- _INSTRUÇÃO DA TAREFA A_:
No trecho sobre a monitoria no UPT, traduza para o inglês esta frase: "Eu quis buscar devolver o investimento público em mim, que vim de uma escola privada, e pra mim o UPT fez total sentido."
- _INSTRUÇÃO DA TAREFA B_:
Prossiga com o trecho sobre a monitoria no UPT, começando logo após a última frase apresentada.

Segundo a coordenação geral do UPT, essa forma de desenvolvimento é importante porque agrega a quem aprende e a quem ensina, servindo como uma forma de iniciação à docência, não somente para os que fazem licenciaturas, mas para todos(as), e algo que pode despertar no(a) graduando(a) habilidades que nem sabia que possuía, representando benefícios para a vida profissional e acadêmica. Irina Bernardes resolveu ser monitora do Programa em 2022, repetindo o feito no ano seguinte, por entender que vindo de uma escola privada e, atualmente, estudando na Uneb - curso de Jornalismo em Multimeios -, há a necessidade de devolver para a sociedade o que recebeu da universidade durante seu curso de graduação.
“Sempre me interessei por projetos que dialogassem com a comunidade externa. Eu quis buscar devolver o investimento público em mim, que vim de uma escola privada, e pra mim o UPT fez total sentido. Também queria me desenvolver mais, em termos de oratória, didática”, explica.

(Registros de dados armazenados)
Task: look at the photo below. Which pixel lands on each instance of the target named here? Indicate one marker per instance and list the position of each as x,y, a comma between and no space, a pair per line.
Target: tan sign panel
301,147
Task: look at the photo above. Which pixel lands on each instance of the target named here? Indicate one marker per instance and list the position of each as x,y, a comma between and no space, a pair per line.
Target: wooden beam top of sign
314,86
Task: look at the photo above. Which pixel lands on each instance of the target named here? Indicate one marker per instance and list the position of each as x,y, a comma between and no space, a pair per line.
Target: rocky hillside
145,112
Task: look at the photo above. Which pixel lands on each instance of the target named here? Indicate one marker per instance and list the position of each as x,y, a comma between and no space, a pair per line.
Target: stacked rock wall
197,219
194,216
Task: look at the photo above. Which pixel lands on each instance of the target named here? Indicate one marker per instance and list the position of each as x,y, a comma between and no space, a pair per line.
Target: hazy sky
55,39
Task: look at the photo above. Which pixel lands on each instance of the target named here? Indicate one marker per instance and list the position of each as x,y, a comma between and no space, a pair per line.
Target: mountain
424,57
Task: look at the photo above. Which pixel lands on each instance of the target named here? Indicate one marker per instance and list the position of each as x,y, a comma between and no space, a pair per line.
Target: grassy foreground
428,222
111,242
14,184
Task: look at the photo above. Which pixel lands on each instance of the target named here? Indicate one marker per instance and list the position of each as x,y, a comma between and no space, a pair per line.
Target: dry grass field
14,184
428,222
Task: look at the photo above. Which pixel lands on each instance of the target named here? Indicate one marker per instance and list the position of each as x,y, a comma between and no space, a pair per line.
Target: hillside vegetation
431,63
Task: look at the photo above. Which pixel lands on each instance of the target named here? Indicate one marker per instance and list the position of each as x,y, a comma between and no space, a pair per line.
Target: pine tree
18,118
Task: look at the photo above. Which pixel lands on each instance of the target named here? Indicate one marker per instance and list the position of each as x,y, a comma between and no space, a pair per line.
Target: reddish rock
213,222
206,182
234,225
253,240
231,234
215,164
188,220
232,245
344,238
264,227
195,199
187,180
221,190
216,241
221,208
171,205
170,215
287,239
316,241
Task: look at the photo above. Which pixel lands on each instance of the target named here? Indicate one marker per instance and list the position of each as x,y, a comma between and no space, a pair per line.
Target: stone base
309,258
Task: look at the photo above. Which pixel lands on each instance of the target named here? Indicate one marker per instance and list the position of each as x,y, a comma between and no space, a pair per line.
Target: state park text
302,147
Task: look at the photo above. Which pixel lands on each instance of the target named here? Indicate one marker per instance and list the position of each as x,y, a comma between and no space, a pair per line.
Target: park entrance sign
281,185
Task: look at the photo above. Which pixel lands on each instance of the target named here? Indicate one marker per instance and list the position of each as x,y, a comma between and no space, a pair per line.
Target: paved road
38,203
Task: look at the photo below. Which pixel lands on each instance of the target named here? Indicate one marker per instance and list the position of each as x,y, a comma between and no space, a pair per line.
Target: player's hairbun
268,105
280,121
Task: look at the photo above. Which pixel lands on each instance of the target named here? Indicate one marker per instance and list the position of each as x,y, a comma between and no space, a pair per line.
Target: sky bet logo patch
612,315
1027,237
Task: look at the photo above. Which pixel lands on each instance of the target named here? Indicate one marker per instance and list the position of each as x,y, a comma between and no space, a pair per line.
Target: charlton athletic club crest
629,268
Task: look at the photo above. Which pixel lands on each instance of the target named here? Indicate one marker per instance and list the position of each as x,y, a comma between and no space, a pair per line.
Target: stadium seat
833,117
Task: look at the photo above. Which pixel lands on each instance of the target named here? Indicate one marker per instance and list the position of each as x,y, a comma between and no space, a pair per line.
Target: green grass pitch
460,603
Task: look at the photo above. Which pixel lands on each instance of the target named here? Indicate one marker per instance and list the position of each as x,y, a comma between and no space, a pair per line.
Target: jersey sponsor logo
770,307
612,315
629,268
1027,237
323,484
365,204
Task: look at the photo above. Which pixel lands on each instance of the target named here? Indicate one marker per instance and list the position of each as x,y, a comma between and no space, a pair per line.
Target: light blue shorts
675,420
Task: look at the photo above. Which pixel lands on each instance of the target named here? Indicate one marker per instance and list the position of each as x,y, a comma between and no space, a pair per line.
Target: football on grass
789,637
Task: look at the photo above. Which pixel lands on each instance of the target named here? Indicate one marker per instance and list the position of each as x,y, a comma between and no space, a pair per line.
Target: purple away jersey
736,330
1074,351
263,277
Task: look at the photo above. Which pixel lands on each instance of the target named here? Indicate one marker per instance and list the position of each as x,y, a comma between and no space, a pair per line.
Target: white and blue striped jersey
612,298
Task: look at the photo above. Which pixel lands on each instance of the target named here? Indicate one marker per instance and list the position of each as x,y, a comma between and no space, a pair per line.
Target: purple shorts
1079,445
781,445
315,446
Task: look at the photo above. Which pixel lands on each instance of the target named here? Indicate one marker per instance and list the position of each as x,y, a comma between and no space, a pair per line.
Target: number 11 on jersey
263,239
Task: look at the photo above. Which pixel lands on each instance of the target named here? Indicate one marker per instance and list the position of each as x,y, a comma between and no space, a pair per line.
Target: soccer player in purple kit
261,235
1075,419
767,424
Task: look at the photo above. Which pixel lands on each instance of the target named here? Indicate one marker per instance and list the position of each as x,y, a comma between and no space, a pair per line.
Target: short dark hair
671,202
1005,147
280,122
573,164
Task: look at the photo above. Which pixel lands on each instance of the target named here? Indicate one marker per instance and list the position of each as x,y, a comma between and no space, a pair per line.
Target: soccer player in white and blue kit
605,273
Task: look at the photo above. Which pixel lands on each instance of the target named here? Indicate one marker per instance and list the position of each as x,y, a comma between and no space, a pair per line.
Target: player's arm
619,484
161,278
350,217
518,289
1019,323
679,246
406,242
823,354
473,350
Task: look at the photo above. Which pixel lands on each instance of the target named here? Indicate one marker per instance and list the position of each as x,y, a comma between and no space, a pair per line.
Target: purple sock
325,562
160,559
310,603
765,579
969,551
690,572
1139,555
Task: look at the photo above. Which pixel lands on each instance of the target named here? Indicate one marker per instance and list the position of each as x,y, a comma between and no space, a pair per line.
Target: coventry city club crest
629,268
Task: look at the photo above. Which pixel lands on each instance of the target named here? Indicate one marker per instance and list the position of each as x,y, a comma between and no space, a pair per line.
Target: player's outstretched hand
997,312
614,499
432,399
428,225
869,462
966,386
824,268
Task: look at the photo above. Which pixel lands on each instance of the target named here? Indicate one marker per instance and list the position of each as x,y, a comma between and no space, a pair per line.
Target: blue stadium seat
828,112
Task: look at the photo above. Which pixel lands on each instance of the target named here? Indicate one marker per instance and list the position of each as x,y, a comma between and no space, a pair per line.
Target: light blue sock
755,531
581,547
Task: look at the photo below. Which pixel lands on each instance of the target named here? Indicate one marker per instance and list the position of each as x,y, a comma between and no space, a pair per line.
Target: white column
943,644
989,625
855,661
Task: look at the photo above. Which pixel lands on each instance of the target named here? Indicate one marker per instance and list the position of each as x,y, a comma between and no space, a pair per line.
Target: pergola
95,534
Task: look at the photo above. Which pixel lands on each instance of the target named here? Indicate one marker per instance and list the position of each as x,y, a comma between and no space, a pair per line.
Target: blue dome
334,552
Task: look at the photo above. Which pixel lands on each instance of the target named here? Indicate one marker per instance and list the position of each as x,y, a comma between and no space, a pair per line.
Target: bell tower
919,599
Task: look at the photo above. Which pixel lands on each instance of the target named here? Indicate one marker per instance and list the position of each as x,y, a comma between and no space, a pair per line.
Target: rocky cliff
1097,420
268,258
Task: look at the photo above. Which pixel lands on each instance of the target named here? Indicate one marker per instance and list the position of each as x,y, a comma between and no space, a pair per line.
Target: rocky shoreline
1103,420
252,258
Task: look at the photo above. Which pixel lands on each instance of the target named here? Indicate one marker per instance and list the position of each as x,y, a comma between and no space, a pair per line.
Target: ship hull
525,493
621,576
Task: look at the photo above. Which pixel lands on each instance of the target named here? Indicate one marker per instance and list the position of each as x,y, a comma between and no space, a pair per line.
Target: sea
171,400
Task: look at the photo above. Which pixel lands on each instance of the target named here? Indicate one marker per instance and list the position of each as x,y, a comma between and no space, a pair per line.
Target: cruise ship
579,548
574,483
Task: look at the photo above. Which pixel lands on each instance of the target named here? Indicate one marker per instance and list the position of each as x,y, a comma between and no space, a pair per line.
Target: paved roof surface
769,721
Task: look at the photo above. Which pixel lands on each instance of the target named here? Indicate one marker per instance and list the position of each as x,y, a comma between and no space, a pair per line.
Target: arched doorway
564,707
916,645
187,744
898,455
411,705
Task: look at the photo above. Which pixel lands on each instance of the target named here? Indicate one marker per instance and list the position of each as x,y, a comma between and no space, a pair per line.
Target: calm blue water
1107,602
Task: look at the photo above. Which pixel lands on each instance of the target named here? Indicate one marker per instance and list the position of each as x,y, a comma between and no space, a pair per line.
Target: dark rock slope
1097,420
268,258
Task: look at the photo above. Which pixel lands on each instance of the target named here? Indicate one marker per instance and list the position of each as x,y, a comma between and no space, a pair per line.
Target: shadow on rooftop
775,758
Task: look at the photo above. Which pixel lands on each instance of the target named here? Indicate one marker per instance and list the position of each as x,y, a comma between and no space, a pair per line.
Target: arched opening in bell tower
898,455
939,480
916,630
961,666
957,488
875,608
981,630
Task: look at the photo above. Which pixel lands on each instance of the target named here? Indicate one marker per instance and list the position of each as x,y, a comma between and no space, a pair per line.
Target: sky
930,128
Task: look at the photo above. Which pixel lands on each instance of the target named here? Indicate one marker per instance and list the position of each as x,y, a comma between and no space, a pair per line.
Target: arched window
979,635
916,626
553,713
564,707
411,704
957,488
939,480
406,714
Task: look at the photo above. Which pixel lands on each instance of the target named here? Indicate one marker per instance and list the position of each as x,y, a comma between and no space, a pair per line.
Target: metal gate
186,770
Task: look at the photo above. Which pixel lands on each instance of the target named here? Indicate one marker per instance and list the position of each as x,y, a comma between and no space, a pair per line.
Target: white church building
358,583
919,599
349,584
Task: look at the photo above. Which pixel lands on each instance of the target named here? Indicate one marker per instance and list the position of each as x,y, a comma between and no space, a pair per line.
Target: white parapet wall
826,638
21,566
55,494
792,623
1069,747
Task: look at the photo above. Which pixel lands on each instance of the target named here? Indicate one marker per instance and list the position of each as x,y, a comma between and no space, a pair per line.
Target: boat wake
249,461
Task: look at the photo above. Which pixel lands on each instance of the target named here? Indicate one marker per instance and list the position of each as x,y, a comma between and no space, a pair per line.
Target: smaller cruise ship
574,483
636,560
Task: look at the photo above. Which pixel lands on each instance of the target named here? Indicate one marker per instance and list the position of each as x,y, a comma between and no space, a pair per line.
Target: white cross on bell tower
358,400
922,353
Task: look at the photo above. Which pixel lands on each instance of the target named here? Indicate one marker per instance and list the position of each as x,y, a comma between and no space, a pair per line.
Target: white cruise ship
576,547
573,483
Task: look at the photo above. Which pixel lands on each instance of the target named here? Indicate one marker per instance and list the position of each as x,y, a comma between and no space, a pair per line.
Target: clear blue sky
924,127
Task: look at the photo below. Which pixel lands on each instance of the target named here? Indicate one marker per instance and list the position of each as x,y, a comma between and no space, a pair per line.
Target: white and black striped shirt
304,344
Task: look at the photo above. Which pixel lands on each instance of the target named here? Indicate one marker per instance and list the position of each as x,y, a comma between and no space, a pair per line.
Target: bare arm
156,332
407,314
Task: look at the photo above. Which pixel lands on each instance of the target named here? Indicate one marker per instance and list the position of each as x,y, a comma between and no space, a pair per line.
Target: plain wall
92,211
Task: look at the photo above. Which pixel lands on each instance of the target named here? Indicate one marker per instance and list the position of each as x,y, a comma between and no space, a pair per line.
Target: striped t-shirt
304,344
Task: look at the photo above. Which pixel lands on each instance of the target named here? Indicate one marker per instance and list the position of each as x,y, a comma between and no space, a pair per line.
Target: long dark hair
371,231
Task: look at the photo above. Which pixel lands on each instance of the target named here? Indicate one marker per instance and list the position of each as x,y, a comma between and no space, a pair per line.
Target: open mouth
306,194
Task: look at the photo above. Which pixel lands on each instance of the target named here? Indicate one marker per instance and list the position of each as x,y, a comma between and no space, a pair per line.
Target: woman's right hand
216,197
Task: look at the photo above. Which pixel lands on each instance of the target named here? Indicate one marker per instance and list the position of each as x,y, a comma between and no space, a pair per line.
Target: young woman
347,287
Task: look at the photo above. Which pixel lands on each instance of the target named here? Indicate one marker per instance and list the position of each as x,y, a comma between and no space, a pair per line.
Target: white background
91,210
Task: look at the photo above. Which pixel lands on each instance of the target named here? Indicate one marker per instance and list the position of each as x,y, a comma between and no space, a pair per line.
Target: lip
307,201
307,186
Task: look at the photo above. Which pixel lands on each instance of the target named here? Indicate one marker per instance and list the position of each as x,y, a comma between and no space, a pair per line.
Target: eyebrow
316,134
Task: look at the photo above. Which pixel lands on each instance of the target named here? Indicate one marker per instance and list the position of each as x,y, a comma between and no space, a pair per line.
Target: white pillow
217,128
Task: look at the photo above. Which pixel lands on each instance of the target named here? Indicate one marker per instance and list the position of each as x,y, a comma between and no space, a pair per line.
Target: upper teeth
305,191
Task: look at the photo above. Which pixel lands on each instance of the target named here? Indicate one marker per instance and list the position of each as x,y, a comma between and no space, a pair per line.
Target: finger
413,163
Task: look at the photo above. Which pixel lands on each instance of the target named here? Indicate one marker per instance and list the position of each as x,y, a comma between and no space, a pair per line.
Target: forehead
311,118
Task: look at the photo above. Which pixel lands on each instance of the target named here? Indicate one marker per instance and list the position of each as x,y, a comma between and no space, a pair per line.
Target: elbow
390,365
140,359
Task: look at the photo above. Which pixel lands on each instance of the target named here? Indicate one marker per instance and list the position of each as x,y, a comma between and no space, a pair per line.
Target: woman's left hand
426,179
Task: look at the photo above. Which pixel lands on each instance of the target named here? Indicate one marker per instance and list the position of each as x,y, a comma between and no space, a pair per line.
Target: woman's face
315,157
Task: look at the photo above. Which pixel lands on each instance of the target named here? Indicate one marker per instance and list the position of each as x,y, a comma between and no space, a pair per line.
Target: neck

- _RESPOSTA A_:
I wanted to try to give back the public investment made in me, since I came from a private school, and to me UPT made complete sense.

- _RESPOSTA B_:
Atualmente no 9º período, quase concluindo a graduação, Irina entende que sua passagem pelo curso a proporcionou desenvolver um trabalho com muito propósito e fazer parte da vida de várias pessoas. “Aprendi que o mais importante em uma sala de aula não é ter o melhor planejamento, mas é ouvir os alunos”.
O UPT para a coordenação de Juazeiro
De acordo com José Augusto Gonçalves, atual coordenador do UPT no pólo de Juazeiro, o Programa é uma ação de muita relevância local. “O UPT é fundamental para promover inclusão educacional e social, especialmente estudantes de escolas públicas e comunidades tradicionais. Abre portas para o ensino superior, oferecendo a estudantes que muitas vezes não teriam acesso a essas oportunidades, uma chance de transformar suas realidades”, pontua.
O servidor público enxerga no UPT diversos benefícios. “Para a sociedade baiana, o programa contribui para a redução das desigualdades educacionais, aumentando o número de jovens ingressando na universidade e, consequentemente, impactando a qualificação profissional e o desenvolvimento socioeconômico do estado”, conclui.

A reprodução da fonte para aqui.